# Box annotations for photos:
== == ==
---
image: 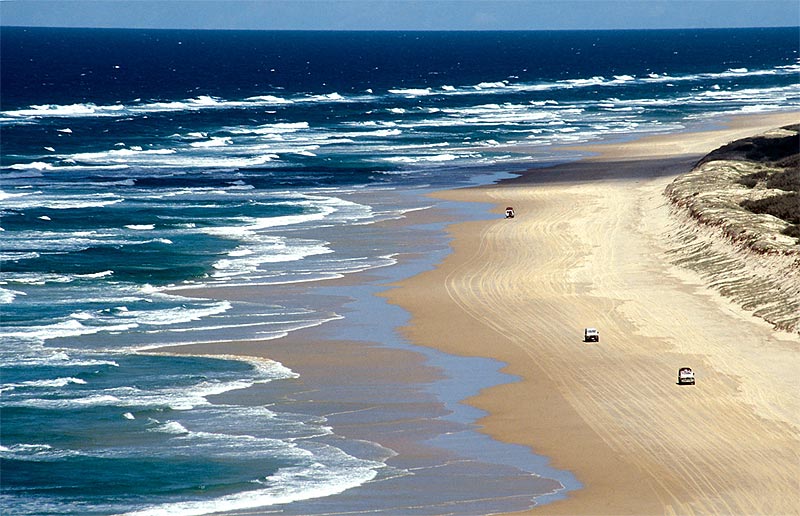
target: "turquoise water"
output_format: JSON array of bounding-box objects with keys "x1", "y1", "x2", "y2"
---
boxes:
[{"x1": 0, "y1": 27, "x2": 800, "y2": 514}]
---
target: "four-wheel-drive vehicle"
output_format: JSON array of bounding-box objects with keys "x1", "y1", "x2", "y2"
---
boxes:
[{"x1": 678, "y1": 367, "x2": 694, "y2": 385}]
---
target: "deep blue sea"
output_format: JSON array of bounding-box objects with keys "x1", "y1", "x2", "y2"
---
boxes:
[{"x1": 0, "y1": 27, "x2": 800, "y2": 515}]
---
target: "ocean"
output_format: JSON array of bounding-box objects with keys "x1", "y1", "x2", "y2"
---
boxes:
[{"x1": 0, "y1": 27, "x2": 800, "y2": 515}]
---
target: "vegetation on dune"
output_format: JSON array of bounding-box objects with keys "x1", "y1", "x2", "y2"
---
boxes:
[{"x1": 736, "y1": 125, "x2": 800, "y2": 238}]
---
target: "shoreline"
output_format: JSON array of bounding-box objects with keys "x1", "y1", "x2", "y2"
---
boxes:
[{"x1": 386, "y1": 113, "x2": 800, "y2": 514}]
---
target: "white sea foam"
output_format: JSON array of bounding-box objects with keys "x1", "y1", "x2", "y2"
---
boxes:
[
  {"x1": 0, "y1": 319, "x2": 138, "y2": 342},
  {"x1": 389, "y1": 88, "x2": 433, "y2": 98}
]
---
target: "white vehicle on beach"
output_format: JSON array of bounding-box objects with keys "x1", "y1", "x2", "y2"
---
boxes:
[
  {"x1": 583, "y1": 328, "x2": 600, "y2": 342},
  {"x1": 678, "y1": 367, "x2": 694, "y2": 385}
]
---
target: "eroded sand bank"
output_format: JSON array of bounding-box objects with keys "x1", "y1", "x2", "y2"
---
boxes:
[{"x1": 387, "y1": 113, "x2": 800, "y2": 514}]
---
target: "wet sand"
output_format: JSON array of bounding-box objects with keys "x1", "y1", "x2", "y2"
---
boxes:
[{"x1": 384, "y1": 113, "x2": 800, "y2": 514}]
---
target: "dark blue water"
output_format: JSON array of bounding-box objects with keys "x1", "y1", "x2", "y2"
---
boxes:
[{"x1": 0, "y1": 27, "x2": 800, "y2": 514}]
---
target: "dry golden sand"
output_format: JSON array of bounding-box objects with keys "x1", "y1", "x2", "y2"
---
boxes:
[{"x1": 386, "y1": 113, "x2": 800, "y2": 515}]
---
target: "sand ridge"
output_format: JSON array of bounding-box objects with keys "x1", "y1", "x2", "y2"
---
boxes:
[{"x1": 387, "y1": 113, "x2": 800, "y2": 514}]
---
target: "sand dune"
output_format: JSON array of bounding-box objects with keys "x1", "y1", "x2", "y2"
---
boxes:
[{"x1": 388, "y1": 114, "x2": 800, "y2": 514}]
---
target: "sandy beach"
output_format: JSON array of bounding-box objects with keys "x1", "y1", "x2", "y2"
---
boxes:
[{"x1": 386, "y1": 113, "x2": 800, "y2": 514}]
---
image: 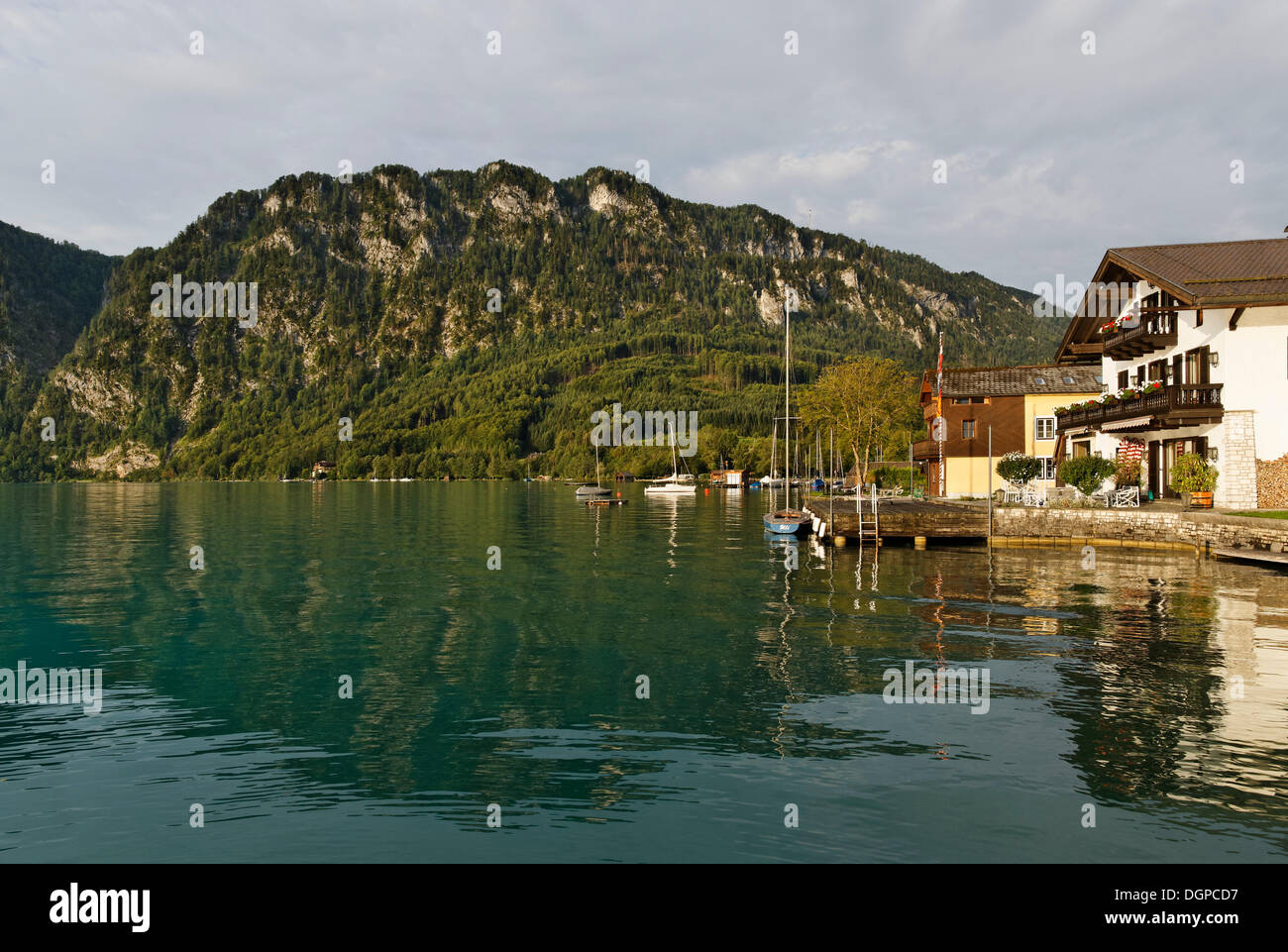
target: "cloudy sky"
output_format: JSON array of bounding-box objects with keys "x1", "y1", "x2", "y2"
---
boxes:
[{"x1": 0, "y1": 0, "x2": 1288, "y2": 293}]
== == ==
# Required work:
Return every line of the records above that contains the string "beach".

# Solution to the exercise:
target: "white vehicle on beach"
target: "sandy beach"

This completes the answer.